→ **SET PROBLEM**
Beginning with the line containing "--target white cargo van" and ending with the last line of the records, set down every line exactly.
-- START OF MATERIAL SUPPLIED --
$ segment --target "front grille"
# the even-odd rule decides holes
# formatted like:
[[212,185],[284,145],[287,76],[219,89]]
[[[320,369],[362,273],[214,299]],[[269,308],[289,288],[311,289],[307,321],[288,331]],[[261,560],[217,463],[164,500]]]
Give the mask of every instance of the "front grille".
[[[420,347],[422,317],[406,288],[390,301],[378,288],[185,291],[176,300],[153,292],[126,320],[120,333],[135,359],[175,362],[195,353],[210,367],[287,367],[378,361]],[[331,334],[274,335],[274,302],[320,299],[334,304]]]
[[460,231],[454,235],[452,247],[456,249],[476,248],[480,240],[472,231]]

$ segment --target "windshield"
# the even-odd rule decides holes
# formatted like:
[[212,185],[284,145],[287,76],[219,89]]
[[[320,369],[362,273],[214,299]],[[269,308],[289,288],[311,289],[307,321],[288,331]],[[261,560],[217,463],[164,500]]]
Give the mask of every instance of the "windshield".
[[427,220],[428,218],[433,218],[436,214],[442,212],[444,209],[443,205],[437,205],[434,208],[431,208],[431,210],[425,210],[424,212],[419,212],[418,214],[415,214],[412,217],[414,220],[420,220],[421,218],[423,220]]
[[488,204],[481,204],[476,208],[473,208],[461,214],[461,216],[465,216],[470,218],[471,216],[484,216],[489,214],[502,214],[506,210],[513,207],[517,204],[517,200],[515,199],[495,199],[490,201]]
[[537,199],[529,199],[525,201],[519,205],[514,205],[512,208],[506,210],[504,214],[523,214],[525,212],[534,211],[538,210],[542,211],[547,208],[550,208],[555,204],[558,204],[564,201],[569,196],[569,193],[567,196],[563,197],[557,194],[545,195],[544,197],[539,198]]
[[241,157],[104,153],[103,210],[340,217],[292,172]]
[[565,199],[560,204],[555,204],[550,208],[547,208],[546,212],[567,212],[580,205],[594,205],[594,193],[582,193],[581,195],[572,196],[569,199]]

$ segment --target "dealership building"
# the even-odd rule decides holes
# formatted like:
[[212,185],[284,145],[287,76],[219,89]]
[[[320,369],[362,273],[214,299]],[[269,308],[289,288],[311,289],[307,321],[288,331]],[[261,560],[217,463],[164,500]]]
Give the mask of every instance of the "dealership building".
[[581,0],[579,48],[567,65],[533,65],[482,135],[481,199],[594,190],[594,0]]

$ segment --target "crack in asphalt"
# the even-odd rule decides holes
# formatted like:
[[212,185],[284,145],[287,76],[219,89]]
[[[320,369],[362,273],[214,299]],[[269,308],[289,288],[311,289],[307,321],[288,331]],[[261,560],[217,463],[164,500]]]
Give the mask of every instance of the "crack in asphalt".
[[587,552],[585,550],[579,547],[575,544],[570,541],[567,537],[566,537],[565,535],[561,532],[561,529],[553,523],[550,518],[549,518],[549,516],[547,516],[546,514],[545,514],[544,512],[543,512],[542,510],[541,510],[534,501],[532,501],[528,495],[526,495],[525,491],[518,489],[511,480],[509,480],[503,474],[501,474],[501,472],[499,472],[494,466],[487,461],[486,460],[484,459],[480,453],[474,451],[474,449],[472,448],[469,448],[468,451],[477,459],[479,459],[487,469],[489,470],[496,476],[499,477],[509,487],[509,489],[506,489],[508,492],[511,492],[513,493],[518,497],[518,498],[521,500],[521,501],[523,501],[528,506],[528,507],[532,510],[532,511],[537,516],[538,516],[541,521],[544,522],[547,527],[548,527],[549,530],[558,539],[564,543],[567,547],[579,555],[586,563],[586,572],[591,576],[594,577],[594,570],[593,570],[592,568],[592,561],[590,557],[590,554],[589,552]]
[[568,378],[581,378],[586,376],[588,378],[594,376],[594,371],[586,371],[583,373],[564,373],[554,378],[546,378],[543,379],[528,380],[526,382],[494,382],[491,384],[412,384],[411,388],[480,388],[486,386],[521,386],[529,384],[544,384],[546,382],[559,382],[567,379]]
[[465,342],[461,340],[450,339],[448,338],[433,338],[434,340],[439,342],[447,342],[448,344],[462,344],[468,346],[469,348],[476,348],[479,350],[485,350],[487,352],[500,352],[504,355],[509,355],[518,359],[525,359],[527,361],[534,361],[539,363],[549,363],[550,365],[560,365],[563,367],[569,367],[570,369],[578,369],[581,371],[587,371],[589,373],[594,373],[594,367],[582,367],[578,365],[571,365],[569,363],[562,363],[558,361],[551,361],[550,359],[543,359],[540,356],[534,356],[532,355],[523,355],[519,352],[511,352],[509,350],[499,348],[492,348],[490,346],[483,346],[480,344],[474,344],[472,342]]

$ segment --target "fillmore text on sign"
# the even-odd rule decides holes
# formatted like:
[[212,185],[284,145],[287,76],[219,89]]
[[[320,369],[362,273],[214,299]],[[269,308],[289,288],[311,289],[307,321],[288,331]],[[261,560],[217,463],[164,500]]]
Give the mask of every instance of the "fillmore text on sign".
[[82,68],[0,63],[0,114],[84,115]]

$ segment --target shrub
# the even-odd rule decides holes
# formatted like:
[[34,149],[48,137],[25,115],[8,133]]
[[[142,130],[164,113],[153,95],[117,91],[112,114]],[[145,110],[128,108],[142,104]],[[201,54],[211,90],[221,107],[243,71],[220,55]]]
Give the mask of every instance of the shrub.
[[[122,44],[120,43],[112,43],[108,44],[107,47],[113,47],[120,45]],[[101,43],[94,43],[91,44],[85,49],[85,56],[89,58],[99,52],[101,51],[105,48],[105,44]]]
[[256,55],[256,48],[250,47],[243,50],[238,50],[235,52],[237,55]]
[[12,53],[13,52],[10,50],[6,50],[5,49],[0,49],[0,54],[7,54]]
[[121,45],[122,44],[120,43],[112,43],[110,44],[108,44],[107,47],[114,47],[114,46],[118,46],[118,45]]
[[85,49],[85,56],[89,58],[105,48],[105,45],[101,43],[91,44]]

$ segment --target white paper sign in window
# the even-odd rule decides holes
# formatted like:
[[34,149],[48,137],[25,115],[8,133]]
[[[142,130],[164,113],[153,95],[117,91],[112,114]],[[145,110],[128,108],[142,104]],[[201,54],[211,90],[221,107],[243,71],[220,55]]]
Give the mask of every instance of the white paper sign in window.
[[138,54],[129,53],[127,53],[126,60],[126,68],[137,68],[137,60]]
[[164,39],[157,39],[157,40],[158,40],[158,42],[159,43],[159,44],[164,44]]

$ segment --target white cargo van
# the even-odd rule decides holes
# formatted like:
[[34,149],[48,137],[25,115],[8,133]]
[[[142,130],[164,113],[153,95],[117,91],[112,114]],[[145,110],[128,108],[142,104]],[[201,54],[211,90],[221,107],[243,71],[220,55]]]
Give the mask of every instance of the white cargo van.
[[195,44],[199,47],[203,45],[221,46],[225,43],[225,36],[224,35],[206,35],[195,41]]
-- END OF MATERIAL SUPPLIED --
→ **COMPLETED EXERCISE**
$ segment --target white cargo van
# the even-odd rule decides holes
# formatted like:
[[34,149],[48,137],[25,115],[8,133]]
[[[142,130],[164,113],[153,95],[117,91],[112,114]],[[145,110],[128,108],[142,104]],[[201,54],[211,90],[221,107],[243,71],[220,55]]]
Give the mask of every instance of the white cargo van.
[[195,44],[199,47],[203,45],[221,46],[225,43],[225,36],[224,35],[206,35],[195,41]]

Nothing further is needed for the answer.